»»
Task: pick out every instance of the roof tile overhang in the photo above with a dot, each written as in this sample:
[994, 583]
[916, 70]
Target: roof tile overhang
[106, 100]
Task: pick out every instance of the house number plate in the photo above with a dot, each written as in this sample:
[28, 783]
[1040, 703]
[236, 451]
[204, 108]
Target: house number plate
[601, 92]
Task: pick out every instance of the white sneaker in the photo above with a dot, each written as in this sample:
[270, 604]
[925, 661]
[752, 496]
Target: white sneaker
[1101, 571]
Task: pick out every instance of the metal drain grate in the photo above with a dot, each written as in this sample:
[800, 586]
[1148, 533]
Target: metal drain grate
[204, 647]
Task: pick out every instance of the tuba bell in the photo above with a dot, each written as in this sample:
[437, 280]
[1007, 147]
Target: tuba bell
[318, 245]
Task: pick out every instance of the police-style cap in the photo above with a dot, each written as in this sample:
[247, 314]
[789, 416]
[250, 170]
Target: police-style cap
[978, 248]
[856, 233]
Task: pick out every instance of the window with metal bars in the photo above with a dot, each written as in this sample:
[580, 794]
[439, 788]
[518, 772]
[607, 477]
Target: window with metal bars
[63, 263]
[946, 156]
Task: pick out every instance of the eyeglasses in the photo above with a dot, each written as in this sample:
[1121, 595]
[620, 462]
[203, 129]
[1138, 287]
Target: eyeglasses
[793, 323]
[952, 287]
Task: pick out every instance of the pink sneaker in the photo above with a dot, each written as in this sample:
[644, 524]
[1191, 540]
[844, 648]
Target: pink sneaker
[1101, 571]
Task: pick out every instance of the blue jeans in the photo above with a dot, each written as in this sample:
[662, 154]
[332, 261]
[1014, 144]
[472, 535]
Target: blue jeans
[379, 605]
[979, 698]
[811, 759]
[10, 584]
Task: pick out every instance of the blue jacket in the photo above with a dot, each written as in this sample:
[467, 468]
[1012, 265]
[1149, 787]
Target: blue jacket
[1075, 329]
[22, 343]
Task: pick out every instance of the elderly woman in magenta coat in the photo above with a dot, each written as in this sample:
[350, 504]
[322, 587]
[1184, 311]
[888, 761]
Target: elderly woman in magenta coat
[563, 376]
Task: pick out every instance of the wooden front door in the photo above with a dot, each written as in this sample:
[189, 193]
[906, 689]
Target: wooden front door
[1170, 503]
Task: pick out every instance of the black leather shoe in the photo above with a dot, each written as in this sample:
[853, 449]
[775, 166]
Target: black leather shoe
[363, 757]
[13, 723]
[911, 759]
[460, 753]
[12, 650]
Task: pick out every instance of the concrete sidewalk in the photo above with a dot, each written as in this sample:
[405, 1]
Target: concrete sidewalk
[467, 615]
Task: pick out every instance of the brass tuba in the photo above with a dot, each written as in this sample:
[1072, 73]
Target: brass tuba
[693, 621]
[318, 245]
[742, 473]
««
- [Your objective]: Retype the material. Keep it exact.

- [Expected output]:
Task: pick out every instance of the roof tile overhang in the photo above with a dot, each written as in this sample:
[994, 583]
[916, 70]
Target: roof tile overhang
[106, 100]
Task: pick out every instance of the house number plate in the photo above with a dot, each written as in this sample:
[28, 783]
[1040, 703]
[236, 451]
[204, 108]
Target: house number plate
[601, 92]
Task: pick out every instance of the white sneaker in the photo above with a dot, each written as in this sample:
[270, 604]
[925, 661]
[752, 496]
Target: white sneaker
[1101, 571]
Task: pick out every instance of the metal drain grate in the photo above with a dot, each written as in this sample:
[800, 586]
[1148, 533]
Target: metal drain grate
[204, 647]
Task: pick out every instance of the tuba bell in the photo above with a dot, each written as in this sample:
[437, 280]
[1007, 147]
Target: tuba bell
[318, 245]
Task: pick out every instance of the police-style cap in the photo above with a dot, each written as in this sample:
[247, 314]
[789, 416]
[250, 170]
Target: police-style cap
[978, 248]
[856, 233]
Task: pick out every instance of the window with metal bars in the photo above with a dot, each written as in this sample:
[580, 794]
[439, 788]
[518, 772]
[607, 477]
Target: window with metal bars
[63, 263]
[946, 156]
Task: pick out every instance of the eyeglasses in the photo above with a dot, each written as in this sample:
[1121, 595]
[620, 462]
[203, 129]
[1138, 287]
Target: eyeglasses
[793, 323]
[952, 287]
Task: pick out every instance of the pink sneaker in the photo above with a dot, each written as in this sample:
[644, 524]
[1191, 540]
[844, 648]
Target: pink sneaker
[1101, 571]
Task: pick out every instance of the blue jeans in the photo above with a dot, each written as in this sample:
[662, 154]
[332, 261]
[1014, 144]
[472, 535]
Target: blue jeans
[379, 605]
[979, 698]
[811, 759]
[10, 584]
Task: pick out every instance of the blue jacket in the photo above with a dot, each written as in this sample:
[467, 468]
[1012, 265]
[1149, 787]
Target: blue jacket
[1075, 329]
[22, 343]
Task: pick out every instance of the elderly woman in magenta coat in the photo above with a dot, each written as in this sample:
[350, 504]
[322, 587]
[1184, 311]
[888, 761]
Target: elderly woman in magenta coat
[563, 376]
Task: pick out every instance of the wooden front door in the photo above with a dot, each written as in this sample:
[189, 193]
[906, 689]
Target: wooden front door
[1170, 503]
Task: pick out every instance of the black leather shoe in the photo above with a dot, each written as in this sample:
[853, 449]
[775, 166]
Target: black leather shoe
[363, 757]
[13, 723]
[911, 759]
[460, 753]
[12, 650]
Task: pick out every instance of the concrete sidewalk in the photo above with a dot, each written as in this sample:
[405, 1]
Target: concrete sidewalk
[467, 615]
Task: pick out every instance of the brass tuba in the photo above with a dot, each written as in this sample:
[1072, 73]
Target: brass tuba
[693, 621]
[318, 245]
[742, 473]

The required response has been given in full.